THE RECORDS =>
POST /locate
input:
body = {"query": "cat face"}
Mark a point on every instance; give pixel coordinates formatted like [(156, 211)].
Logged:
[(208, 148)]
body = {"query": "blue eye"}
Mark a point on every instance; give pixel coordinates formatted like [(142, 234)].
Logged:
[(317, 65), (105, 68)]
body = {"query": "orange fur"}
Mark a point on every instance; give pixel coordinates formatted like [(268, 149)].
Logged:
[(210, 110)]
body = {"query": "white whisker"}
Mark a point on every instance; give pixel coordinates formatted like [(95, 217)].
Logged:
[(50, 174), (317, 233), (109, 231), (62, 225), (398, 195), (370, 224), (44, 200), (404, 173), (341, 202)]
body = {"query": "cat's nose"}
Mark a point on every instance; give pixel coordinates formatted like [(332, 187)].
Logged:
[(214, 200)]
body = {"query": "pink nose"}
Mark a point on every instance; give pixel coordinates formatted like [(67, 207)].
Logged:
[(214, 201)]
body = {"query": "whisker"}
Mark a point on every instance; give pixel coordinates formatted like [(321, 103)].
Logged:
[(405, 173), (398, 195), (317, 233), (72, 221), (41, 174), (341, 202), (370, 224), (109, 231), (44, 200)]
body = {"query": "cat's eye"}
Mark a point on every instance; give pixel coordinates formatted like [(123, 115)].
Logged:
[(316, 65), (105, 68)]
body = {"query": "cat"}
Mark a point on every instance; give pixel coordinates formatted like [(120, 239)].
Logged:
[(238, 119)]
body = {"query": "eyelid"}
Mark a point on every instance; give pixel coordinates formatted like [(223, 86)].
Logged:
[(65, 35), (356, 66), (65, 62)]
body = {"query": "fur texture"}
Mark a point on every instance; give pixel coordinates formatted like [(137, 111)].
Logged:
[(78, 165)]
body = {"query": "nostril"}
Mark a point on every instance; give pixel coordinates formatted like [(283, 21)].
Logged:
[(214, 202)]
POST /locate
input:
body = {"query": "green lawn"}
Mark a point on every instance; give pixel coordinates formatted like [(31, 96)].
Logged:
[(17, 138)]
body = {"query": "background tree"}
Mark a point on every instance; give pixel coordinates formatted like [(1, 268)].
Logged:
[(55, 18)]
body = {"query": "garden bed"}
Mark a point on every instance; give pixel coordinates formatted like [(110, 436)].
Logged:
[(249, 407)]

TASK DESCRIPTION => Copy out every entry again, exactly as it was given.

EXPECTED ANSWER =>
POST /locate
input:
body = {"query": "cat face"}
Mark a point on every instance; give pixel coordinates formatted like [(156, 211)].
Logged:
[(208, 148)]
body = {"query": "blue eye"}
Mark a point on every instance; give pixel coordinates formatted like [(142, 234)].
Logged:
[(317, 65), (105, 68)]
body = {"query": "orange fur"}
Mark a point on every instance; give pixel coordinates formatted like [(268, 149)].
Logged:
[(210, 110)]
body = {"query": "white whisker"}
Mark a point on every instance; give pixel coordinates formatted like [(95, 217)].
Logged:
[(50, 174), (317, 233), (109, 231), (62, 225), (398, 195), (370, 224), (44, 200), (404, 173), (341, 202)]
body = {"query": "cat's nose"}
Mark a point on every instance; give pixel coordinates formatted like [(332, 187)].
Logged:
[(214, 200)]
body = {"query": "pink nose"}
Mark a point on every instance; give pixel coordinates formatted like [(67, 207)].
Logged:
[(214, 201)]
body = {"query": "whisker"}
Mark a point on every instance; give pixel coordinates formatted like [(321, 103)].
Logged:
[(405, 173), (398, 195), (317, 233), (72, 221), (41, 174), (341, 202), (370, 224), (109, 231), (44, 200)]
body = {"query": "cat's eye"}
Mark a point on every instance; give pixel coordinates formatted like [(123, 115)].
Logged:
[(316, 65), (105, 68)]
body = {"query": "cat"}
Mark a point on every instance; give pixel coordinates formatted like [(120, 239)].
Logged:
[(238, 119)]
body = {"query": "eyelid"}
Mark a point on every instance; give pixel coordinates formatted like [(223, 86)].
Logged:
[(65, 35), (356, 66), (65, 62)]
body = {"query": "fur texture"}
Mark a point on every instance; give pixel coordinates formatted like [(137, 111)].
Logged:
[(78, 165)]
body = {"query": "nostril"}
Mark a point on every instance; give pixel coordinates formatted like [(283, 21)].
Logged:
[(214, 202)]
POST /locate
input:
body = {"query": "green lawn"}
Mark a point on every instance; give pixel coordinates formatted like [(31, 96)].
Logged:
[(17, 138)]
body = {"query": "background tree"}
Mark a point on every instance; give pixel coordinates formatted like [(1, 268)].
Logged:
[(55, 18)]
body = {"query": "garden bed"}
Mark a point on every instance; give pixel coordinates formatted like [(110, 436)].
Logged:
[(249, 407)]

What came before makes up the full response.